* _Action item_
Repeat the listing exactly as given, omitting every image.

* _Exercise data_
■ ■ ■

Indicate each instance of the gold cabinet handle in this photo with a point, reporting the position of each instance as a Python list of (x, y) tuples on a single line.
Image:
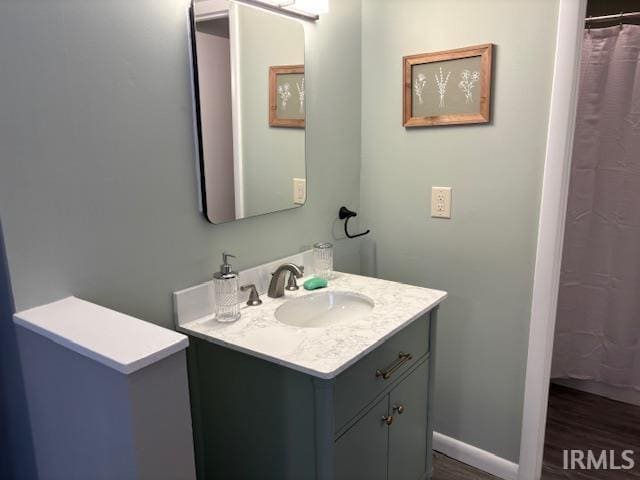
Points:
[(387, 372)]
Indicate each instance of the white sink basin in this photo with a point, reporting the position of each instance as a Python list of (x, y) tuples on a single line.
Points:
[(323, 308)]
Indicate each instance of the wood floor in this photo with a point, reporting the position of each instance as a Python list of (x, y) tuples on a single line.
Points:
[(576, 420), (582, 421)]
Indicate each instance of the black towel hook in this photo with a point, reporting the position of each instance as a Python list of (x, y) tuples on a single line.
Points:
[(345, 214)]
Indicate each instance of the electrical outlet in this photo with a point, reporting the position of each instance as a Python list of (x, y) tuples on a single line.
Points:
[(441, 202), (299, 190)]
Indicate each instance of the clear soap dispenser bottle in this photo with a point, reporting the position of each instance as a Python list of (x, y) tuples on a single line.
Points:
[(225, 287)]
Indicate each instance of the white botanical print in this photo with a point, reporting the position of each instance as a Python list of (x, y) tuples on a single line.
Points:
[(467, 83), (284, 91), (300, 87), (442, 85), (418, 86)]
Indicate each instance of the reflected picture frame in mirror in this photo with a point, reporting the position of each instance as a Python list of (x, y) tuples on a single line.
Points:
[(247, 164)]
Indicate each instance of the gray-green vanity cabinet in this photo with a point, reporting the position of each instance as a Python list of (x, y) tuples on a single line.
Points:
[(254, 419)]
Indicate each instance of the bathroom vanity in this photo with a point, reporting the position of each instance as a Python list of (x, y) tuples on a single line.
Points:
[(349, 400)]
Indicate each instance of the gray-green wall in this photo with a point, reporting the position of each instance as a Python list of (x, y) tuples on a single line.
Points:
[(484, 255), (98, 196)]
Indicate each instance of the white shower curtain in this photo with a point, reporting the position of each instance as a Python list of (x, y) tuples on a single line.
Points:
[(598, 322)]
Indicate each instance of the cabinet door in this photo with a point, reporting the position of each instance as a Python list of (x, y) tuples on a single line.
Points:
[(361, 453), (408, 433)]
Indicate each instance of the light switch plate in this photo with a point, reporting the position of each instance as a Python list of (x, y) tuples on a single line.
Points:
[(299, 190), (441, 202)]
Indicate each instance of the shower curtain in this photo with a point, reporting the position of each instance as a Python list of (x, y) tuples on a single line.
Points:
[(598, 322)]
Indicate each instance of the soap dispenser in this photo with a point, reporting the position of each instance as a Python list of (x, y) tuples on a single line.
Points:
[(225, 289)]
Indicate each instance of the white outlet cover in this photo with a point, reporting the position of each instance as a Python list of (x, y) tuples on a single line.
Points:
[(441, 202), (299, 191)]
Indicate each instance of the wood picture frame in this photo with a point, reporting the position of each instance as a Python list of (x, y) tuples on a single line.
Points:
[(433, 97), (287, 108)]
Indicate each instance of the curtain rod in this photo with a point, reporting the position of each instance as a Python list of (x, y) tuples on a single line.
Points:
[(619, 16), (281, 9)]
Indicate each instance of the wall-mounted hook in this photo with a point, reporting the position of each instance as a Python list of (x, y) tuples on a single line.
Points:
[(345, 214)]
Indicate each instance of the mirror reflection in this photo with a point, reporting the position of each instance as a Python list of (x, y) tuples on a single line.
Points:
[(250, 109)]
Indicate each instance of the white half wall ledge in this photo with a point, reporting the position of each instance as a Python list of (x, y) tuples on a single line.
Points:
[(474, 456), (116, 340)]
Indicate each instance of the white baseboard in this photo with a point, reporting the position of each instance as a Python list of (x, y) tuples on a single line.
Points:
[(480, 459), (620, 394)]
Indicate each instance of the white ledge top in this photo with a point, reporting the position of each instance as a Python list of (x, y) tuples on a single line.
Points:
[(323, 352), (114, 339)]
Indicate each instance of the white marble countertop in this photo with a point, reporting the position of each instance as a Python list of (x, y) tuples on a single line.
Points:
[(321, 351)]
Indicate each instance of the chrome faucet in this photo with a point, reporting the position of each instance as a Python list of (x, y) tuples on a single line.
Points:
[(276, 286)]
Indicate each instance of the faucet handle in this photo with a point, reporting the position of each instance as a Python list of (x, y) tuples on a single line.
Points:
[(292, 284), (254, 298)]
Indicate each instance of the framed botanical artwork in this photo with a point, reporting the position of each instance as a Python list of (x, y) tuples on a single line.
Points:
[(286, 96), (447, 88)]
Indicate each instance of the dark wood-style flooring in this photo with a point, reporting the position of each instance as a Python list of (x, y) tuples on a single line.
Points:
[(576, 420), (582, 421)]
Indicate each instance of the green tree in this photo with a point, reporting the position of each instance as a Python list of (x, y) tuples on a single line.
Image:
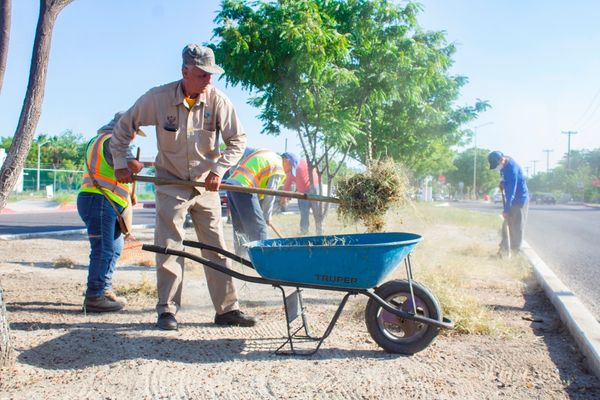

■ ■ ■

* _Finished task_
Indicate each instance of the gold cabinet handle in this photo with a point, reporting the position of each instance as a Python list of (x, y) tuples on a single line.
Image:
Points:
[(387, 372)]
Indicate each instance of the white sink basin in this photo with a point, reporting the position of each instance as a Python list of (x, y) tuples on a single line.
Points:
[(323, 308)]
Indicate each instance of the wood floor in this photo with a point, reporting the position of each instance as a Python list of (x, y) tuples on a single line.
Points:
[(576, 420), (582, 421)]
Indicate each instance of the black towel hook in this photo with a point, reporting the position of each instance as a Python list of (x, y) tuples on a single line.
Points:
[(345, 214)]
Indicate each instance of the electrical outlet in this photo with a point, reporting the position of each instance as a Python list of (x, y) tuples on a single line.
Points:
[(441, 202), (299, 190)]
Indicate each instance of the clear soap dispenser bottle in this photo with a point, reporting the position of each instance as a Python list of (x, y) tuples on a single line.
Points:
[(225, 287)]
Indicate each instance of the white botanical print in this photo with a point, reporting the position of each instance as a Python list of (x, y) tuples on a single line.
Points:
[(467, 83), (284, 91), (300, 87), (442, 85), (418, 86)]
Indicate each instance of the reflected picture frame in mirror in this photo with a point, reporting the position of each instance as a Python list of (x, y) tuples on a single line.
Points:
[(247, 164)]
Indicate each instance of the gray-green vanity cabinet in this photo with a point, reporting the position of each instance as a Python list of (x, y) tuples on a single line.
Points:
[(254, 419)]
Indicate each instance of the bathroom vanity in this photo with a point, reporting the position of each instance as a Python list of (x, y) tuples on a single line.
Points:
[(349, 400)]
Indicate each instance of the gray-green wall in this photo with a point, reporting the position of each instance as a Python list of (x, y) tuples on a single line.
Points:
[(484, 255), (98, 196)]
Indicate each instance of the white shower curtain in this photo with a point, reporting the position of each instance as a Python list of (x, y) tuples on a single line.
Points:
[(598, 322)]
Indicate each instance of the cabinet door in this photo with a point, reporting the position of each instance as a Python list of (x, y) tuples on a single line.
Points:
[(361, 453), (408, 433)]
Indicate each instance of the light switch plate in this photo with a point, reporting the position of each instance as a Python list of (x, y) tuples on a single line.
Points:
[(299, 190), (441, 202)]
Indicate each instance of the shower curtain in this photo with a point, reporting the position of each instance as a Python list of (x, y) tuples on a single line.
Points:
[(598, 322)]
Indicate each instance of the soap dispenser in this photo with a point, reporting the position of each instance as a Python list of (x, y) tuples on a single line.
Points:
[(225, 289)]
Indicate each instance of the white outlet cover in this photo with a point, reporting the position of each instance as a Python list of (x, y) tuples on a single line.
Points:
[(441, 202), (299, 191)]
Indicate each instance of the wood picture frame in this photo with a point, reporting the position of each instance as a Python list of (x, y) tuples on a single line.
Points:
[(433, 97), (287, 108)]
Indicate each instance of the curtain rod in this photo with a point, reporting the position of each instance as a Python list of (x, y) tuples on a single line.
Points:
[(619, 16), (281, 9)]
Indicate each instance of the wall-mounted hook in this photo with a point, reporting the position of each instance as a Python list of (x, y) tuples on a single line.
Points:
[(345, 214)]
Indicate each instance of the mirror reflection in this photo with a point, reporting the position of each instance as a Python list of (x, y) tuples on a single line.
Points:
[(250, 109)]
Indicate each instance of the white half wall ledge in this photo with a point, reporting the position of each instance as a Python list of (x, y) tuples on a single line.
Points:
[(474, 456), (116, 340)]
Indicate each instance of the white baseboard in this photo with a point, reporting the position of each instance as a Python list of (x, y) tuples on a single line.
Points:
[(480, 459), (620, 394)]
Indicate each instance of the white ledge top in this photo with a point, reporting the position of each instance as a Python list of (x, y) tuples on a single line.
Points:
[(323, 352), (114, 339)]
Indicate each instance of the white marble countertop in this photo with a point, reporting the position of each instance as a Python list of (x, y) tuples on a single line.
Points:
[(321, 351)]
Indicate each instance of the chrome faucet in this photo with a point, reporting the position of each instance as a Python list of (x, y) tuples on a single line.
Points:
[(276, 286)]
Indicate each instance of the faucet handle in this photo with a point, reporting the position of each instance as a Python list of (x, y) tuples on a single line.
Points:
[(292, 284), (254, 298)]
Indicate each instance of the framed botanical artwork in this photo with a point, reporting the position of each instance as a Python list of (x, y) tuples on a single line.
Points:
[(286, 96), (447, 88)]
Indicate each instance of the dark wood-style flooring in this photo with a point, reporting the position of each instance as a Python list of (x, y) tuples on a single line.
Points:
[(576, 420), (582, 421)]
Indicate each instance of the green tree in this photo with a point, reporting the position of each instance as a Python list of (x, y) tuples on a single line.
Image:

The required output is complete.